Will you give every entry again exactly as it stands?

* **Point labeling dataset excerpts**
+++
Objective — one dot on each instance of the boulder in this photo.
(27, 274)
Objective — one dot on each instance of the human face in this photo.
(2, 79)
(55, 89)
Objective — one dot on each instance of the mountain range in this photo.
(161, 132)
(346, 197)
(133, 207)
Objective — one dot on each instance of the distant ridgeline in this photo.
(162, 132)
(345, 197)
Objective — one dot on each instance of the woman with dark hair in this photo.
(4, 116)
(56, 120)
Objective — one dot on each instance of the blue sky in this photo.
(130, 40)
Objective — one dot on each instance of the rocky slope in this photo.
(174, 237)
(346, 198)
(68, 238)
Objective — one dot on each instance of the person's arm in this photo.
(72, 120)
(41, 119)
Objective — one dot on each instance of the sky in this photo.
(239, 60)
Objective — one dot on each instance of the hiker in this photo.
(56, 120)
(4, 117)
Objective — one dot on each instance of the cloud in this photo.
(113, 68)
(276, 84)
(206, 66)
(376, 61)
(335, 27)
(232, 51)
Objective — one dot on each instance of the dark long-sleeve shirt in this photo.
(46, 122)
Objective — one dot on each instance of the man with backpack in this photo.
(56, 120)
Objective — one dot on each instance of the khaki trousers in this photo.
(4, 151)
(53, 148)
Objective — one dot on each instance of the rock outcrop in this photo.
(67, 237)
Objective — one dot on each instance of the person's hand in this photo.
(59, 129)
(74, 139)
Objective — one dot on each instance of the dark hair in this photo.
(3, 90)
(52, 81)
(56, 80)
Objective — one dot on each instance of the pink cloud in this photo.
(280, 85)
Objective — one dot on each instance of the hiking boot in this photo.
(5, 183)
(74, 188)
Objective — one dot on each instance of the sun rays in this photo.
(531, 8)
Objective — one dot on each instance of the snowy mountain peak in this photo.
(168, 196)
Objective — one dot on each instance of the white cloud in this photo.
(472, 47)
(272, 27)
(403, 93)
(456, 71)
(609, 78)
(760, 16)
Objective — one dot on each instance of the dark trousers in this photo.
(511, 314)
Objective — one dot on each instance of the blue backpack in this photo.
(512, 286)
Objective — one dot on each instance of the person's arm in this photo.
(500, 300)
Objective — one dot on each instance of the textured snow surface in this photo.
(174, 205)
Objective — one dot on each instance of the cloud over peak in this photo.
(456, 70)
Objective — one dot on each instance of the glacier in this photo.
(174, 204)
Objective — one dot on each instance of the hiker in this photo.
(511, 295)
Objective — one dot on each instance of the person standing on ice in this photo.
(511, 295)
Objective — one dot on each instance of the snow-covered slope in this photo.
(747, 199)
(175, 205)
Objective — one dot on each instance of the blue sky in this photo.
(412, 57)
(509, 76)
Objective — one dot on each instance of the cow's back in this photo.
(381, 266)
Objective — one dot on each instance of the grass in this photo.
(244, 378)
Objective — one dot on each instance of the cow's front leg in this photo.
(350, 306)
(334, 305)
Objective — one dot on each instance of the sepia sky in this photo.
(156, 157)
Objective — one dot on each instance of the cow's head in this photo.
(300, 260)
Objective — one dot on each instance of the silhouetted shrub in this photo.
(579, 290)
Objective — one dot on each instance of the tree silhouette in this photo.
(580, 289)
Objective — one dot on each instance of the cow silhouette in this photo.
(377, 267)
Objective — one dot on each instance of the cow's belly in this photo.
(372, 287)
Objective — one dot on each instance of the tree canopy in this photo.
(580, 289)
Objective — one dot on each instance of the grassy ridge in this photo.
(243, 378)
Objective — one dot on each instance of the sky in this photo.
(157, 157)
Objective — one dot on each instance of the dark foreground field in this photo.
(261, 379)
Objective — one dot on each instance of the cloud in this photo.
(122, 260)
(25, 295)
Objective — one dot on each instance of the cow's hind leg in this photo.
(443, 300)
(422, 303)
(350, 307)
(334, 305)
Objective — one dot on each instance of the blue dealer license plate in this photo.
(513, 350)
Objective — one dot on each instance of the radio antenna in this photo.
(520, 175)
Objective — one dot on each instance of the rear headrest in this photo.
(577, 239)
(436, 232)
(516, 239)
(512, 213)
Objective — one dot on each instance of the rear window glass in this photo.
+++
* **COMPLETED EXERCISE**
Objective — one dot on each instance of the boulder in this photo.
(27, 274)
Objective — one dot on each instance of the human face in this photo.
(2, 79)
(55, 89)
Objective — one dot on each instance of the mountain range in this photo.
(161, 132)
(346, 197)
(133, 207)
Objective — one dot on each instance of the distant ridgeline in this photo.
(162, 132)
(345, 197)
Objective — one dot on each instance of the woman with dark hair in this photo.
(4, 116)
(56, 120)
Objective — one dot on each instance of the blue sky in this photo.
(130, 40)
Objective — one dot on each instance of the rocky slope in this photo.
(174, 237)
(346, 198)
(68, 238)
Objective — one dot on each instance of the person's arm in this photo.
(72, 120)
(41, 119)
Objective — one dot on each instance of the sky in this photo.
(239, 60)
Objective — one dot on each instance of the hiker in this photo.
(56, 120)
(4, 117)
Objective — one dot on each instance of the cloud in this photo.
(113, 68)
(276, 84)
(206, 66)
(376, 61)
(335, 27)
(232, 51)
Objective — one dot on each instance of the dark long-sleeve shirt in this photo.
(46, 122)
Objective — one dot on each instance of the man with backpack in this photo.
(56, 120)
Objective — one dot on each instance of the khaki trousers in this photo.
(4, 151)
(53, 148)
Objective — one dot on each instance of the rock outcrop in this photo.
(67, 237)
Objective — one dot on each instance of the person's hand in this photo.
(59, 129)
(74, 139)
Objective — one dot on each instance of the dark hair in this photo.
(3, 90)
(52, 81)
(56, 80)
Objective — one dot on each instance of the pink cloud in this photo.
(280, 85)
Objective — one dot on each instance of the hiking boot in this photo.
(5, 183)
(74, 188)
Objective — one dot on each instance of the sun rays in this photo.
(531, 8)
Objective — one dot on each instance of the snowy mountain peak in this photo.
(168, 196)
Objective — one dot on each instance of the white cloud in this photo.
(472, 47)
(272, 27)
(403, 93)
(456, 71)
(609, 78)
(760, 16)
Objective — one dot on each instance of the dark trousers in this photo.
(511, 314)
Objective — one dot on each instance of the blue backpack in this photo.
(512, 286)
Objective — one dot on each instance of the person's arm in this photo.
(500, 300)
Objective — one dot on each instance of the textured snow surface in this photo.
(174, 205)
Objective — one dot on each instance of the cloud over peak in this photo.
(456, 70)
Objective — one dot on each instance of the glacier in this photo.
(174, 204)
Objective — one dot on each instance of the hiker in this photo.
(511, 295)
Objective — one dot on each instance of the person standing on ice in this photo.
(511, 295)
Objective — one dot on each instance of the snow-covered slope in this photo.
(747, 199)
(175, 205)
Objective — one dot on each instance of the blue sky in this photo.
(412, 57)
(509, 76)
Objective — one dot on each instance of the cow's back in this photo.
(381, 266)
Objective — one dot on each instance of the grass in this photo.
(244, 378)
Objective — one dot on each instance of the cow's front leg in this photo.
(350, 306)
(334, 305)
Objective — one dot on each instance of the sepia sky in this photo.
(156, 157)
Objective — one dot on each instance of the cow's head in this photo.
(300, 260)
Objective — one dot on each instance of the silhouetted shrub in this photo.
(579, 290)
Objective — one dot on each instance of the tree silhouette in this photo.
(580, 289)
Objective — one dot on each instance of the cow silhouette in this photo.
(377, 267)
Objective — one dot on each instance of the cow's belly in this photo.
(372, 287)
Objective — one dot on each instance of the tree canopy in this photo.
(580, 289)
Objective — one dot on each instance of the grassy ridge in this photo.
(243, 378)
Objective — one dot on each instance of the sky in this photo.
(157, 157)
Objective — one dot on each instance of the dark foreground field in this photo.
(261, 379)
Objective — one dot on each instance of the cloud in this photo.
(122, 260)
(25, 295)
Objective — one dot on each instance of the cow's hind leg in this photo.
(443, 300)
(422, 303)
(350, 307)
(334, 305)
Objective — one dot on each instance of the blue dealer license plate in this photo.
(513, 350)
Objective — one dot on each instance of the radio antenna in this photo.
(520, 175)
Objective — one dot on each instance of the rear headrest in this photo.
(577, 239)
(436, 232)
(516, 239)
(512, 213)
Objective — one dot on each instance of the rear window glass in this photo.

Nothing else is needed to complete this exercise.